> [Challenge]:
Format the records, from the first line through the line containing "0L40 34L58 49L91", as a JSON list of strings with one string per line and blank lines omitted.

=-=-=-=-=

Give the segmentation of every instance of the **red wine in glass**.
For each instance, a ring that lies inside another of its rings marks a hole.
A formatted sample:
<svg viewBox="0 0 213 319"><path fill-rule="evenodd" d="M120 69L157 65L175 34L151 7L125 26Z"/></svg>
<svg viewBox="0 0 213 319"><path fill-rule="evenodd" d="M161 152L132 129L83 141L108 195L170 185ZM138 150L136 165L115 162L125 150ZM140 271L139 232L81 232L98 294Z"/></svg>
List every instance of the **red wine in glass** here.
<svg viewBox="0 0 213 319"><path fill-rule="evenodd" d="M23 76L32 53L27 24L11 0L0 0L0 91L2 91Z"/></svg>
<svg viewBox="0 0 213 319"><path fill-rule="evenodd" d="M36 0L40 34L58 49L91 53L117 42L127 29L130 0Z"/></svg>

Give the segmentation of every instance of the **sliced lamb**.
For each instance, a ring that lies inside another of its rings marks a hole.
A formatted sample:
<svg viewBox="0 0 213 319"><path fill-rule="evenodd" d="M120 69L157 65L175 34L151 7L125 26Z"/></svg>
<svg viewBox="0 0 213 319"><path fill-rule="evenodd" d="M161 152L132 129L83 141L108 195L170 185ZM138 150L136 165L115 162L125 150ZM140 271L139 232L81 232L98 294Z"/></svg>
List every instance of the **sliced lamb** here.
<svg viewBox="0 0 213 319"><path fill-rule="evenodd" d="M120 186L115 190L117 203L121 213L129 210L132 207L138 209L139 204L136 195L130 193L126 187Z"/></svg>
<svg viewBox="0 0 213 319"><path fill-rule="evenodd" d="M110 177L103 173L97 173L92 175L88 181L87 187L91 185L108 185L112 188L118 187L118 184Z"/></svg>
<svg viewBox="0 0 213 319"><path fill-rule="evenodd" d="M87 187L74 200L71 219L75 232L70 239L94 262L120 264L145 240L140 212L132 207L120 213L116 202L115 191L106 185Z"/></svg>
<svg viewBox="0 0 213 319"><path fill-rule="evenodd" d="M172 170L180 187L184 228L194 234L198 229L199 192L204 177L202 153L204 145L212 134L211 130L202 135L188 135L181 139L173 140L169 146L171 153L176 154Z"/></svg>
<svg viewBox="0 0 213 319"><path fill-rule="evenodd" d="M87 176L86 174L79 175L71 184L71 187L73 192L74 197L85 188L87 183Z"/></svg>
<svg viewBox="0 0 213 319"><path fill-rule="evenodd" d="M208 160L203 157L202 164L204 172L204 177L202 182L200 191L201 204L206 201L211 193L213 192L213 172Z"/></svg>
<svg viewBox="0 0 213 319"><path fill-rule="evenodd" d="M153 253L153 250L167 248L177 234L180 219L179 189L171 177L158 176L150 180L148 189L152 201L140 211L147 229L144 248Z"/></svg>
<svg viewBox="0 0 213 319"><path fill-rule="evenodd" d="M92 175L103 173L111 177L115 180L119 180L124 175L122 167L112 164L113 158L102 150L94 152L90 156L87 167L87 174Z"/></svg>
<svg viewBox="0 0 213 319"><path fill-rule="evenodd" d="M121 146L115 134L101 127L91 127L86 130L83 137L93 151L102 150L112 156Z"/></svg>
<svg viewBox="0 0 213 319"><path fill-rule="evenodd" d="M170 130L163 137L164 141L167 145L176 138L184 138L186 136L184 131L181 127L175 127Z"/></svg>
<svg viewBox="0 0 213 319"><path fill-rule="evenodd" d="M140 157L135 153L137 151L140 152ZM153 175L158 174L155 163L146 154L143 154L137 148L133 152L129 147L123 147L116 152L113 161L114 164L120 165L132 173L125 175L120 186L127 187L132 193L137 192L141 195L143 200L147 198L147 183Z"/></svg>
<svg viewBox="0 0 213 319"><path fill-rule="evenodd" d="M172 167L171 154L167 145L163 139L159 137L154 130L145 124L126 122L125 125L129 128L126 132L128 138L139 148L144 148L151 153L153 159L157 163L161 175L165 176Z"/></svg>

=-=-=-=-=

> [Result of the exercise]:
[
  "Give the segmentation of every instance of the **red wine in glass**.",
  "For each instance, a ring that lies inside another of its rings marks a hole.",
  "A formatted sample:",
  "<svg viewBox=\"0 0 213 319\"><path fill-rule=\"evenodd\" d=\"M120 69L157 65L175 34L151 7L125 26Z\"/></svg>",
  "<svg viewBox=\"0 0 213 319\"><path fill-rule=\"evenodd\" d=\"M161 152L132 129L83 141L108 195L170 185ZM138 150L136 165L115 162L125 150ZM140 271L139 232L81 232L98 294Z\"/></svg>",
  "List every instance of the **red wine in glass** here.",
  "<svg viewBox=\"0 0 213 319\"><path fill-rule=\"evenodd\" d=\"M23 76L32 53L27 24L11 0L0 0L0 91L2 91Z\"/></svg>",
  "<svg viewBox=\"0 0 213 319\"><path fill-rule=\"evenodd\" d=\"M36 0L40 34L58 49L91 53L117 42L127 29L130 0Z\"/></svg>"
]